>>>>

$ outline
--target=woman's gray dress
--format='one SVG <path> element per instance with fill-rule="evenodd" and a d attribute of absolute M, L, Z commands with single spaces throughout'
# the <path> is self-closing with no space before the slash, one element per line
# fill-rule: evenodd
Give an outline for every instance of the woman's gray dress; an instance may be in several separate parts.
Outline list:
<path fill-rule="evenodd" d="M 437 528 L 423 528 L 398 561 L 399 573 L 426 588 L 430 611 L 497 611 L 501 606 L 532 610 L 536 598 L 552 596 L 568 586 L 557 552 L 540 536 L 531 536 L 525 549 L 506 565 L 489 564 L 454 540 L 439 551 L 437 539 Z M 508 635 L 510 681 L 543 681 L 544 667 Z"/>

<<<<
>>>>

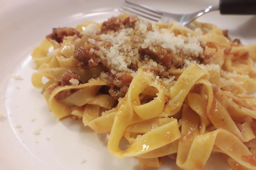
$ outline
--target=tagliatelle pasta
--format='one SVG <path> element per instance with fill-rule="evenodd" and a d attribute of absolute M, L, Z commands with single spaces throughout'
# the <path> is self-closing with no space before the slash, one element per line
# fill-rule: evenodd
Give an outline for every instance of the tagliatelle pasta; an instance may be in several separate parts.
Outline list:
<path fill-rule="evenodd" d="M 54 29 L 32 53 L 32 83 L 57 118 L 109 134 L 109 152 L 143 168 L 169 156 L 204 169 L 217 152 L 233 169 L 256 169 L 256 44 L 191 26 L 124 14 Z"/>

<<<<

* Task details
Report every line of the records that contains the string "woman", copying each such line in full. Case counts.

* Reply to the task
--target=woman's gray dress
Give an outline for every instance of the woman's gray dress; an instance may be in several separate parts.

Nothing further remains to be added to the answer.